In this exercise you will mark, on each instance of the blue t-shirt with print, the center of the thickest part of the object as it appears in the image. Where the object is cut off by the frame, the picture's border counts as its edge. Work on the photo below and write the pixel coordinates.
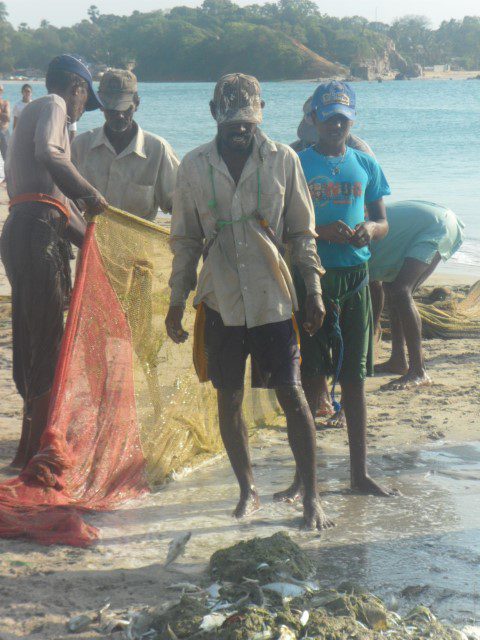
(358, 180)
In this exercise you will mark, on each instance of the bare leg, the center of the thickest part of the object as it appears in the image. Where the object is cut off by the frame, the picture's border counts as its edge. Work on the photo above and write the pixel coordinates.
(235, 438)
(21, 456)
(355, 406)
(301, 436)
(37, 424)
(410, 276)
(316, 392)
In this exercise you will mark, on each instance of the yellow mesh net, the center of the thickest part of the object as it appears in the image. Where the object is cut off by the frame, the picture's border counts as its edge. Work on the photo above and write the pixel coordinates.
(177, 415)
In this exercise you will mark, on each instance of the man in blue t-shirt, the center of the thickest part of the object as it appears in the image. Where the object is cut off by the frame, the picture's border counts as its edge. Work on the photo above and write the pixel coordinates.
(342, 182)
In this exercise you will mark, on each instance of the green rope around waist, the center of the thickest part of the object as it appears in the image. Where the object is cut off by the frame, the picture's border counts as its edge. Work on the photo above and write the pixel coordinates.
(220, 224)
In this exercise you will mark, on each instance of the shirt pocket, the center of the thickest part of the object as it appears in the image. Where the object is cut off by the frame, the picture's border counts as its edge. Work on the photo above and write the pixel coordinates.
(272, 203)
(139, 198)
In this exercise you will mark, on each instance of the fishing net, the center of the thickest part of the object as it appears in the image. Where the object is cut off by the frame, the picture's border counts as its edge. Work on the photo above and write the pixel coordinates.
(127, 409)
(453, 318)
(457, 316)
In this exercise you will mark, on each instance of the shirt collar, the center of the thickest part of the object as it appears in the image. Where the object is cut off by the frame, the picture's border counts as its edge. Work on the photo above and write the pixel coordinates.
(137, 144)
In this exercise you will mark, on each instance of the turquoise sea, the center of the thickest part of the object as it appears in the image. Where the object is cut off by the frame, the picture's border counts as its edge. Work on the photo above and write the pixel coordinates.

==

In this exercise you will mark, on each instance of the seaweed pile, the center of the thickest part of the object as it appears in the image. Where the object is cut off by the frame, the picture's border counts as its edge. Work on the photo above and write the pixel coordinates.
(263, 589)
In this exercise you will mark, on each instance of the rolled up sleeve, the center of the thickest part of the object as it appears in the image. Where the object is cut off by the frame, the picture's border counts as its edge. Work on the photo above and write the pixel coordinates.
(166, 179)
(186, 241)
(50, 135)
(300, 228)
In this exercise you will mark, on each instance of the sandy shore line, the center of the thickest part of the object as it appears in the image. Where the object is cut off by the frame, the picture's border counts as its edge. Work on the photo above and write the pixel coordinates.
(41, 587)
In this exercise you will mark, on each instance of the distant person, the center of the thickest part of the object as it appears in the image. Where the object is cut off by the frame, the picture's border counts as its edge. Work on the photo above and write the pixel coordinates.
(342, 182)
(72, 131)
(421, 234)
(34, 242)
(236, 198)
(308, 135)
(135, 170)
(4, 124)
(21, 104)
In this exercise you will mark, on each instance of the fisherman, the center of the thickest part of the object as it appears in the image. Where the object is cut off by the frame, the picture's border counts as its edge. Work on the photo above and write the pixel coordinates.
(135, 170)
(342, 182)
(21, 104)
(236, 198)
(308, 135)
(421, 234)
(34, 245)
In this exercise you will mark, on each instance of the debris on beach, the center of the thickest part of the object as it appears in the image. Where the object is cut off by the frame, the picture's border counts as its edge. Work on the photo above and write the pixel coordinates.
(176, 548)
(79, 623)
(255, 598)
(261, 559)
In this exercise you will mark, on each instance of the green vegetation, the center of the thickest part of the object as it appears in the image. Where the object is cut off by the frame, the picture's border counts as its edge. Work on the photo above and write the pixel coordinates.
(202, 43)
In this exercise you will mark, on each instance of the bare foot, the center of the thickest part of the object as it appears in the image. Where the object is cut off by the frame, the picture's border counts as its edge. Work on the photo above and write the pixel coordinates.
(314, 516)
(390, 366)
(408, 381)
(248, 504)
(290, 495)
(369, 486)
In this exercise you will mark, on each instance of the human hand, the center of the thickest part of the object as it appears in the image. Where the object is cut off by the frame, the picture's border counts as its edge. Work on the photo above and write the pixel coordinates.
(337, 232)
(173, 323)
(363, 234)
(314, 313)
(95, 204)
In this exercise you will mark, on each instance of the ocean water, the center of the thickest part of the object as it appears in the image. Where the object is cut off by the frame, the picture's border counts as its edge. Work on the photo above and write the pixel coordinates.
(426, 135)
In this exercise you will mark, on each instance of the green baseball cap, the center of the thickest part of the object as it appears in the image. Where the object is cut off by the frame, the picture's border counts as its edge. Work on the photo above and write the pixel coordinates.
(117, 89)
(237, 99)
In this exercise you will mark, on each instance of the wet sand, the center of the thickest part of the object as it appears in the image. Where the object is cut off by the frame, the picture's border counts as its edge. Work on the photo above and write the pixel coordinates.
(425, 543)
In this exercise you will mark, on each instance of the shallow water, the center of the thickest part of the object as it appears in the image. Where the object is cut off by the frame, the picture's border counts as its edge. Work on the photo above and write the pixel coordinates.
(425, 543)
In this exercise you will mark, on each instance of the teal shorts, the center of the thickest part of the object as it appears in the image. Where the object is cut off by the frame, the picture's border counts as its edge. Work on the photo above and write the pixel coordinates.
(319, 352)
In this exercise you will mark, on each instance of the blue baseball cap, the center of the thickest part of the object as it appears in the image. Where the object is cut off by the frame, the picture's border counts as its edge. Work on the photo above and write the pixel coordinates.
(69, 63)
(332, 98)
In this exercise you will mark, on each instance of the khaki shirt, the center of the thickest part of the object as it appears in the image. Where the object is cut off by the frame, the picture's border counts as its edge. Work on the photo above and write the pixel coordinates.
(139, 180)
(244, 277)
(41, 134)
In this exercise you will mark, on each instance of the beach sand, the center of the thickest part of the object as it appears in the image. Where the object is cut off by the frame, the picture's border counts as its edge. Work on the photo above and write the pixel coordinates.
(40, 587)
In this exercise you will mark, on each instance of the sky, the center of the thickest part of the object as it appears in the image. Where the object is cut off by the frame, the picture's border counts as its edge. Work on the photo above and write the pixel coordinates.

* * *

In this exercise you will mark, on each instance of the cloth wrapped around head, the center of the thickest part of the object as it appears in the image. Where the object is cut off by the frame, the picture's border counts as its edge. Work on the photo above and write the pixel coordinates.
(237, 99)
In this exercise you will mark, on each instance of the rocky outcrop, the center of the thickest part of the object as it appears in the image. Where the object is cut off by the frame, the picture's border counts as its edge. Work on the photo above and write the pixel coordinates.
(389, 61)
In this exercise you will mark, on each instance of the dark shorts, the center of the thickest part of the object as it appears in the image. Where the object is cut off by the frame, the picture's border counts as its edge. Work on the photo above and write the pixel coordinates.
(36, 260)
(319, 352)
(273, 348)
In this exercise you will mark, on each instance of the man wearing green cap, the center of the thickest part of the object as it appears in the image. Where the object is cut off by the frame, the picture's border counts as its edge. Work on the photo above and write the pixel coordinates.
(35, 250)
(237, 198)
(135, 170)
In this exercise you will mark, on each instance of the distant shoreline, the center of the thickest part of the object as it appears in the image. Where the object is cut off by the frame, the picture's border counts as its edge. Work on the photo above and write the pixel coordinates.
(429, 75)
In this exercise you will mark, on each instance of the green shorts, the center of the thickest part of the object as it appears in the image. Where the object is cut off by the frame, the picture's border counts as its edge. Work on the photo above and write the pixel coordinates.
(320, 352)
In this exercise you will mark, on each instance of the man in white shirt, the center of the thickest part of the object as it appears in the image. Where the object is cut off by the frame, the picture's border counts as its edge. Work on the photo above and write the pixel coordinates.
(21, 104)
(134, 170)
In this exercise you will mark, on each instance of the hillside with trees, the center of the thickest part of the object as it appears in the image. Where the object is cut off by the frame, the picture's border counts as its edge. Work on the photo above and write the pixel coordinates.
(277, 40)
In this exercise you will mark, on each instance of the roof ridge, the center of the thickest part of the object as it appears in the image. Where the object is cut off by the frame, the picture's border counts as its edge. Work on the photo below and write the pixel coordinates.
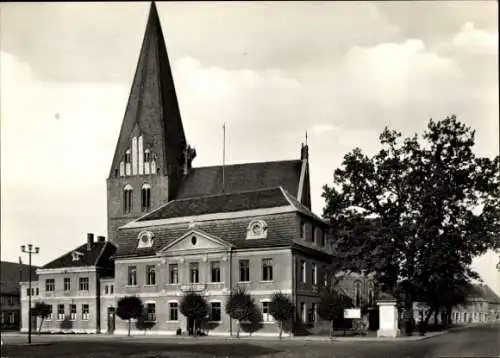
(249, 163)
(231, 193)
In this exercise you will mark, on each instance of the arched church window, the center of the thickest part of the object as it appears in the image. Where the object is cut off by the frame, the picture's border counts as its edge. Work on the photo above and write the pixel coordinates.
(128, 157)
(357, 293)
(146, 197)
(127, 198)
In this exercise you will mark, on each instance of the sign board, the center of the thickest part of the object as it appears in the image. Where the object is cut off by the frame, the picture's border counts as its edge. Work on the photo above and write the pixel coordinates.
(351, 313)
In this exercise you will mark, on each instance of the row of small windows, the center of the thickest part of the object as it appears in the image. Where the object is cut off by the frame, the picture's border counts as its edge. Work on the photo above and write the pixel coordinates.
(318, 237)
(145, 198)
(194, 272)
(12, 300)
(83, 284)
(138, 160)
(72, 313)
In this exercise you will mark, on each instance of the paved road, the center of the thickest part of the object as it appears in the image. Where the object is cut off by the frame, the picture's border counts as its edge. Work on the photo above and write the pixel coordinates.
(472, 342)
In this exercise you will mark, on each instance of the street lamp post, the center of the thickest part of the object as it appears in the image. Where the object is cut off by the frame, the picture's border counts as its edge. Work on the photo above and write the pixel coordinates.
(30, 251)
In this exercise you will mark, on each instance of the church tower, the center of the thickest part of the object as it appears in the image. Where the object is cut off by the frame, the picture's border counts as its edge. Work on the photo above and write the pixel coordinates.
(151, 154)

## TASK INSTRUCTIONS
Reproduce only the lines above, starting at the line with "of the khaki" and ending at the line with "the sky, the", exactly as written.

## OUTPUT
In this exercise you will mark, on each instance of the khaki shirt, the center of the thickest part of the object as it appears in the image. Where the object is cut off by the frame, the picture's border counts as its edge. Work on the photo above and write the pixel coordinates.
(139, 180)
(244, 277)
(41, 134)
In this exercise you will mark, on each instance of the beach sand, the center of the thickest part of the object as it appears in the image. Where the object is cut off by the frame, the picture's border counts as its edge. Work on the photo above and write the pixel coordinates.
(40, 587)
In this exercise you will mark, on each instance of the sky, the center of the thickest part of the object as it appears in the image. Where the object is cut off by the frame, the picture's border counts as its edge. Work on the photo above and write the pixel coordinates.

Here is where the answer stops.